§ How to complete this task:
Please transcribe exactly the lines from the one containing "If you could put a dot on the front wheel" through the end of the records below, both included, and nothing else.

........

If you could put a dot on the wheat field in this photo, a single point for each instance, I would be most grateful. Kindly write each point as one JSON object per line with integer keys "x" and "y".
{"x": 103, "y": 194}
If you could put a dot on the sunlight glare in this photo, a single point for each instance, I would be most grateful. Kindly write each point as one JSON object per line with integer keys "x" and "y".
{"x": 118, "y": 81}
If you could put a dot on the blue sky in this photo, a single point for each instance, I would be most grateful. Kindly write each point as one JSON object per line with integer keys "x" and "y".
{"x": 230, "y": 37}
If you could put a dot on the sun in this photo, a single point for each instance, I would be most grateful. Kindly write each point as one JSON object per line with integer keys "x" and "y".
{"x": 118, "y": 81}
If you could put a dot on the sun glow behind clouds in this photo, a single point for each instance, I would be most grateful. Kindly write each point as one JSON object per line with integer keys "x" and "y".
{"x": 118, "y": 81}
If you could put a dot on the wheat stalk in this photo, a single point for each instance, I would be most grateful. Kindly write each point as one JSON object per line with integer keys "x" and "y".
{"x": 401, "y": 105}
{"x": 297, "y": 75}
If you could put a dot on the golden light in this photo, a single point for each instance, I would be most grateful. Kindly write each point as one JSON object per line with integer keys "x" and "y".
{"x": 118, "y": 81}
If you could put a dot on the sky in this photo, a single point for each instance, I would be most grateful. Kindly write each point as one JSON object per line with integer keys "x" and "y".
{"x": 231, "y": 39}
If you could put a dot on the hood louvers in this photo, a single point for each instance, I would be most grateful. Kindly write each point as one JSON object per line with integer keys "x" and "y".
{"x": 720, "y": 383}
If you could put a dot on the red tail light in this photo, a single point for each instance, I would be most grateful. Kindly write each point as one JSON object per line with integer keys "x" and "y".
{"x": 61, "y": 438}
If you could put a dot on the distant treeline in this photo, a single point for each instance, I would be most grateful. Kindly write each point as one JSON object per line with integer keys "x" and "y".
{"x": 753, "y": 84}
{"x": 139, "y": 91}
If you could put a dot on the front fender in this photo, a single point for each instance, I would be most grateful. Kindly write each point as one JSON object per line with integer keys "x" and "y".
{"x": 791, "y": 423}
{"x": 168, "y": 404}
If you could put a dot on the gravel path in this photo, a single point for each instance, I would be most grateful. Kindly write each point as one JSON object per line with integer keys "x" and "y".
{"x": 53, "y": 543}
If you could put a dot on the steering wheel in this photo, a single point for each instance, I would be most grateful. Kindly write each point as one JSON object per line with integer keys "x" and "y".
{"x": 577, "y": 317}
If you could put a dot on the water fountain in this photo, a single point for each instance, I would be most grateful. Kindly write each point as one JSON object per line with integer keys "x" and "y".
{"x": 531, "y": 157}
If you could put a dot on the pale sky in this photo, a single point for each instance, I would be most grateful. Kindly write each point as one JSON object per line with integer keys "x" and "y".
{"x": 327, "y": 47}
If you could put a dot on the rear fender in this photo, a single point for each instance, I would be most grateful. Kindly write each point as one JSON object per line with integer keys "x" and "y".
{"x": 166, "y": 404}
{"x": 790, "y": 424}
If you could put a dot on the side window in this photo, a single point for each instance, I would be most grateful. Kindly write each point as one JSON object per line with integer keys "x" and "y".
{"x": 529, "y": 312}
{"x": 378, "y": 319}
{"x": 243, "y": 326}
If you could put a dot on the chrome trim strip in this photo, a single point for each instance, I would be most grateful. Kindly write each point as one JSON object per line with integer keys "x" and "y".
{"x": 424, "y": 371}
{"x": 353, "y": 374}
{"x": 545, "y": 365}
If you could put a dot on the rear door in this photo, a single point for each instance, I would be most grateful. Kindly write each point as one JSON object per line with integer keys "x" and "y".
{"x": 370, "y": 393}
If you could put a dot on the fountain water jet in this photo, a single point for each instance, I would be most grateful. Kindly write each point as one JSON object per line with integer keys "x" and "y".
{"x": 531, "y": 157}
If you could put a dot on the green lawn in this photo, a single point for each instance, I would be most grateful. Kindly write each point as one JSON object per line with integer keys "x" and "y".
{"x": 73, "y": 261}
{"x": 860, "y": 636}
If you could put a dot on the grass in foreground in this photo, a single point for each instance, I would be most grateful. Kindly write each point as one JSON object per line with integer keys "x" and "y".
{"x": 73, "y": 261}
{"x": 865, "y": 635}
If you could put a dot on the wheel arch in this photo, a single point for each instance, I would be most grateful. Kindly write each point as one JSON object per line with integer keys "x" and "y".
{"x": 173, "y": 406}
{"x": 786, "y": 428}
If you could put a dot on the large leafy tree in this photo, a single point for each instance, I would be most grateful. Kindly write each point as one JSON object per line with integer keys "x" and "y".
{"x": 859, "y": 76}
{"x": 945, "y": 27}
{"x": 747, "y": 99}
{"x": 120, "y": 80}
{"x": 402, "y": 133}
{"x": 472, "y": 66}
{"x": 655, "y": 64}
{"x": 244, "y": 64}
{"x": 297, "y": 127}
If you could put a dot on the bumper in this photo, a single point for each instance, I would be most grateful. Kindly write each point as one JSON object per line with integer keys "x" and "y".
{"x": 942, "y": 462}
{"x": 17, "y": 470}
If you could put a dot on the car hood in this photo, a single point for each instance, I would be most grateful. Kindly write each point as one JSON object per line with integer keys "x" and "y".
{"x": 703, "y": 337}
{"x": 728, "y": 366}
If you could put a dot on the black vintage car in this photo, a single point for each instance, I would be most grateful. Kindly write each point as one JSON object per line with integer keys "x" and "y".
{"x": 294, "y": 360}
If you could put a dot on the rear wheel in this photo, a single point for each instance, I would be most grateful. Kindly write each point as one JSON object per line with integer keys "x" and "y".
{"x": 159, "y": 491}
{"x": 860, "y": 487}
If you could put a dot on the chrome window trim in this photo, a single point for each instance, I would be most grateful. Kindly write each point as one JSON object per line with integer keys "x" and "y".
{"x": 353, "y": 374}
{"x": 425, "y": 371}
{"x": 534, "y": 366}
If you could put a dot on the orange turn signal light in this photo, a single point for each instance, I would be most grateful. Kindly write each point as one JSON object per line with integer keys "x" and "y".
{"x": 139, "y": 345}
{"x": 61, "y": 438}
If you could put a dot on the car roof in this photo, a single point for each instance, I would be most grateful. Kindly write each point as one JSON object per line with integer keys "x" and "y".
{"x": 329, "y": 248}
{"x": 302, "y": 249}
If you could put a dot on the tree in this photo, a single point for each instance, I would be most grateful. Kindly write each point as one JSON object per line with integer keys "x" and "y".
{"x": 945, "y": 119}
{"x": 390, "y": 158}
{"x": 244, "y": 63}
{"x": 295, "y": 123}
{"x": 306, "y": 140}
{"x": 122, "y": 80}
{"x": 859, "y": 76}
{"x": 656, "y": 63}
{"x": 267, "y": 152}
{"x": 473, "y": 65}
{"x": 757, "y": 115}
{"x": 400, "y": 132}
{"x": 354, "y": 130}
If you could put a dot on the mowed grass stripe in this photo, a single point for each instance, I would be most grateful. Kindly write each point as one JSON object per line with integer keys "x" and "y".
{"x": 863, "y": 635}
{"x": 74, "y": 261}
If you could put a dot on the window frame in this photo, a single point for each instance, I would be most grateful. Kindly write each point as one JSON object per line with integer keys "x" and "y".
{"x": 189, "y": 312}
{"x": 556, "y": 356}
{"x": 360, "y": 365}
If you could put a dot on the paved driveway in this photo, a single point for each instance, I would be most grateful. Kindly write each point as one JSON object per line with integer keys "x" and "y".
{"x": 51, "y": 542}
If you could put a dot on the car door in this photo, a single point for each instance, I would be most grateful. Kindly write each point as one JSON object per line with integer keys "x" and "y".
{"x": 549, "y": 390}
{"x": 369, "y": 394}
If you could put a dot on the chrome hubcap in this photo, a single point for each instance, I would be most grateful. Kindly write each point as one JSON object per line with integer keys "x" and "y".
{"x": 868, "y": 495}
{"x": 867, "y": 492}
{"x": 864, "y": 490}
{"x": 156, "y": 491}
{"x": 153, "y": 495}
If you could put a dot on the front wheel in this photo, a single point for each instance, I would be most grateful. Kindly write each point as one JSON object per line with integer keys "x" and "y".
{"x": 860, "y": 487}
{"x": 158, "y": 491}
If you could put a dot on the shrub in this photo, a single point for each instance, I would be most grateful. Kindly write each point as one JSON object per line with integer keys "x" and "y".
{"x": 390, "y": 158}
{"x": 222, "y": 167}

........

§ Reply to the task:
If you could put a dot on the front wheel in this photo, a single point for each instance, I would be most grateful. Kindly write each point as one JSON object per line with integer keys "x" and "y".
{"x": 860, "y": 487}
{"x": 158, "y": 491}
If you could put a dot on the shrub in this photo, a single point for each instance, I would be most grateful. Kindly write each point as one JSON object per line with integer keys "x" and "y".
{"x": 390, "y": 158}
{"x": 222, "y": 167}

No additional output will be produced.